### Reading text
Also, prominent European Trilaterals Raymond Barre (prime minister of France) and Count Otto Lambsdorff (minister of economics, Germany) are not prominent in the ECU plan: the ECU plan appears to be a non-Trilateralist, Schmidt- Giscard creation.


The ECU system, scheduled for operation by January 1979, will link major European currencies to the German D-Mark. ECU is more than a broader “snake” and currency defense scheme: its members are required to place 20 percent of their dollars and their gold into a pool along with an equal amount of national currencies. The ECU system is gold based. It reinforces the use of gold as money. It reintroduces the monetary role of gold.


The object? To defend European currencies against speculation.


What kind of speculation? Obviously a future flight from fiat dollars. ECU places the United States and the European Community in opposite camps, and two competitive world reserve assets will ultimately emerge: a European gold-based currency (the forthcoming ECU is only for interbank transfers) and the U.S. dollar based on the printing press and Washington elitist hot air. In fact, a European currency, tentatively called EUROPA, has been under study for some time at European Economic Community Headquarters in Brussels, and the gold-backed Europa could well be the world’s replacement for the declining fiat dollar and the almost worthless fiat ruble.

 


NATURE OF THE COMING FINANCIAL PANIC

 

The nature and scope of the forthcoming financial panic can be delineated from historical precedent but not – as yet - the precise timing of the panic.


Timing of monetary panics usually depends on random events which trigger underlying distortions, and these events are not always in themselves major events. The 1907 financial panic, by way of example, was triggered by failure of the third largest trust company, Knickerbocker Trust. The August 1978 run up in the gold price from $180 to $215 in U.S. currency was a minor flight from the dollar triggered by the U.S. refusal to face its balance of payments deficits and domestic price inflation. It was not the full-scale flight from the dollar which has yet to come.


The United States has major structural defects which guarantee an ultimate monetary panic. These defects are either not recognized by the elitists running the U.S. or they do not want to recognize them. Let’s examine these defects.

 


THE FIRST INGREDIENT FOR FINANCIAL PANIC: DEFICITS


One ingredient making for ultimate financial panic is the manner in which Washington finances federal budget deficits. Three basic deficit financing methods are available to the federal government:

(a) raising taxes

(b) borrowing the deficit and thus channeling funds from productive private investment to largely unproductive public boondoggles

(c) creating more dollars, thus reducing the value of all existing dollars (Le.. price inflation).

Although the preferred financing method is (c) when stealing from the value of the dollar becomes a visible process, dollar holders will dump dollars for more stable wealth-holding vehicles.

### Record extracts

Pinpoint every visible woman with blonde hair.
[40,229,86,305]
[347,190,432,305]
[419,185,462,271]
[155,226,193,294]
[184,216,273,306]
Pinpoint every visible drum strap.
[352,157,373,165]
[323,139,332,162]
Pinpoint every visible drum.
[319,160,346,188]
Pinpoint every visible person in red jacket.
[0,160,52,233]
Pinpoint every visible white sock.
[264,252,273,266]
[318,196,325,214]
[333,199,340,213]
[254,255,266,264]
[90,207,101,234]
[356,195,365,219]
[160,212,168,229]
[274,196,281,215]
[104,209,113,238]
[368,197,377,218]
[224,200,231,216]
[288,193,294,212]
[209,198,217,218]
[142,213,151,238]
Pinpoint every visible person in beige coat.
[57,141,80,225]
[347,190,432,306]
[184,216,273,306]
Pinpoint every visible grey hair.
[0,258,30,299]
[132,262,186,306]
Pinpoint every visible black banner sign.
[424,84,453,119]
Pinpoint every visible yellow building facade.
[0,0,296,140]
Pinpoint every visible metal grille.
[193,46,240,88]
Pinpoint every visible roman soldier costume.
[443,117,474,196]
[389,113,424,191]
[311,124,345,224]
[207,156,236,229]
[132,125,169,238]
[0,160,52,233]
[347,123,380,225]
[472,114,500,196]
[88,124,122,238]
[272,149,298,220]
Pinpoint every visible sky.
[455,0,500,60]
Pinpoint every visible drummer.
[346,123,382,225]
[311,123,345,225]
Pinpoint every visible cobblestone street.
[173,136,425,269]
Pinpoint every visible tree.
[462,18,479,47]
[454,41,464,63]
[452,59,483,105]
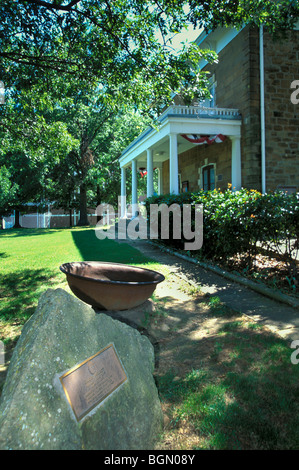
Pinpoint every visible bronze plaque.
[59,344,127,421]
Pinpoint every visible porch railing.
[159,106,241,120]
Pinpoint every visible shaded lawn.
[156,298,299,450]
[0,227,157,326]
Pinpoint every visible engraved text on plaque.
[60,344,127,421]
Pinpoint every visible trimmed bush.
[145,189,299,270]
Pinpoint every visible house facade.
[119,26,299,215]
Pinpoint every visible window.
[202,165,215,191]
[200,74,217,108]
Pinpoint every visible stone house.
[119,26,299,214]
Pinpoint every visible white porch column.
[169,134,179,194]
[120,167,127,218]
[146,149,154,197]
[132,160,138,217]
[230,136,242,191]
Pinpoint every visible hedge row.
[145,189,299,262]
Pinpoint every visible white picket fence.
[3,211,96,229]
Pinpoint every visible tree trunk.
[77,184,89,226]
[13,210,22,228]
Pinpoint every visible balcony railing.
[159,106,241,121]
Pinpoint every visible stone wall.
[163,26,299,192]
[264,31,299,191]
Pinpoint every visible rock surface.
[0,289,163,450]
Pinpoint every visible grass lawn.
[0,227,162,332]
[0,227,299,450]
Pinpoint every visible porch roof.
[119,105,242,168]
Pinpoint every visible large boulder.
[0,289,163,450]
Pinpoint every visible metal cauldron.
[59,261,165,310]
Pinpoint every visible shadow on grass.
[0,269,57,322]
[0,227,63,238]
[157,296,299,450]
[72,229,153,264]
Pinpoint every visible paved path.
[125,240,299,341]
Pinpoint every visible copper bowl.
[59,261,165,310]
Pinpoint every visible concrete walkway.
[125,240,299,342]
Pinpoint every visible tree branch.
[25,0,81,11]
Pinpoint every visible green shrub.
[145,189,299,275]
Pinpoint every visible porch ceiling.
[119,106,241,168]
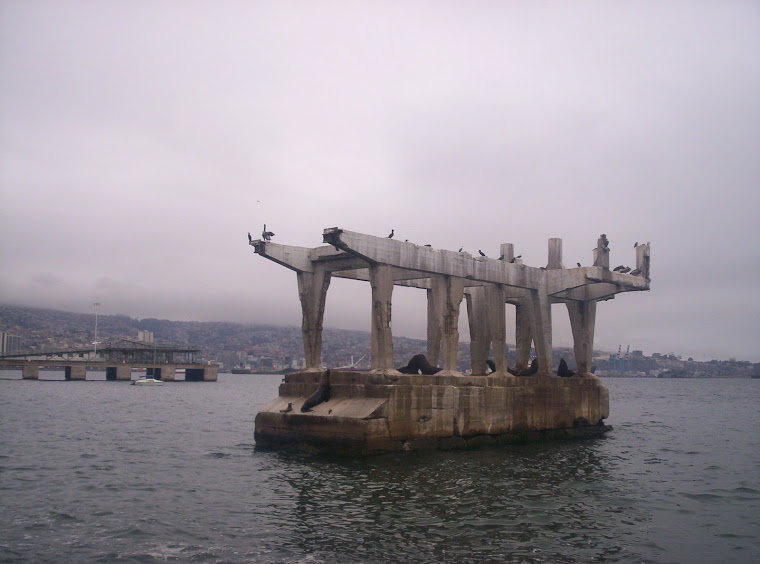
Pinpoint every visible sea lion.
[518,358,538,376]
[398,354,443,376]
[301,368,330,413]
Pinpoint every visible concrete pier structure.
[250,228,650,452]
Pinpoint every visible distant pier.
[0,342,219,382]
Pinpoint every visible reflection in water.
[266,439,645,562]
[0,374,760,563]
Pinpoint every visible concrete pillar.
[298,265,331,370]
[527,276,552,374]
[431,276,464,374]
[594,233,610,268]
[203,364,219,382]
[427,289,443,366]
[63,364,87,380]
[161,364,177,382]
[500,243,515,262]
[636,243,650,280]
[369,264,394,370]
[484,284,507,374]
[515,302,533,372]
[546,237,565,270]
[567,301,596,376]
[465,286,491,376]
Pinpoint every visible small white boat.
[132,378,164,386]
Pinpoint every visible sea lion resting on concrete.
[517,358,538,376]
[557,358,575,378]
[486,358,517,376]
[301,368,330,413]
[398,354,443,376]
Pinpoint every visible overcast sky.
[0,0,760,361]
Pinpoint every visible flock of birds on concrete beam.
[248,227,641,276]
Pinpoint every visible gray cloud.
[0,1,760,360]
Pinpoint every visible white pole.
[92,298,100,356]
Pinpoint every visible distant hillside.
[0,305,436,367]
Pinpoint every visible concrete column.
[161,364,177,382]
[484,284,507,374]
[636,243,650,280]
[369,264,394,370]
[567,301,596,376]
[465,286,491,376]
[594,233,610,268]
[64,364,87,380]
[203,364,219,382]
[427,289,442,366]
[515,303,533,372]
[527,276,552,374]
[298,265,331,370]
[500,243,515,262]
[432,276,464,374]
[546,237,565,270]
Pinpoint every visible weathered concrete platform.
[255,370,611,454]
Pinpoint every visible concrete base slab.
[254,370,610,454]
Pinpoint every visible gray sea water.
[0,371,760,563]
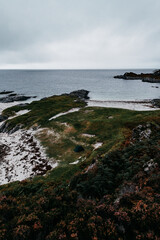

### Exercise
Carry on the text about deficit financing and the coming financial panic, starting right after its last sentence.

### Reply
The cumulative U.S. budget deficit from 1962 to 1977, excluding off-budget accounts is $292.219.242.817 almost 300 billion dollars, generated under both political parties, Democrats and Republicans the only two political parties subsidized by law from public funds.

There is not a whit of practical difference between Republicans and Democrats in the basic question of fiscal probity. Rhetoric doesn’t reduce deficits. Periodically, Congress acts out a charade extending the “temporary debt ceiling.” As of 31 March 1978, the federal debt was $798 billion, with a “permanent” ceiling of $398 billion. The totally dishonest practice of “temporary ceilings” allows Congress to avoid facing the issue of the federal deficit. The academic world, for its part, explains the almost $800 billion debt with the cliché that “we owe it to ourselves,” although precisely how this vacuous expression bears on the topic of fiscal prudence is unknown.


The crux of the federal deficit is that sooner or later, voluntarily or involuntarily, this debt monument has to be repaid or the dollar depreciated to zero value; that is a fraud must be perpetrated on the debt holders. The former process is politically impossible.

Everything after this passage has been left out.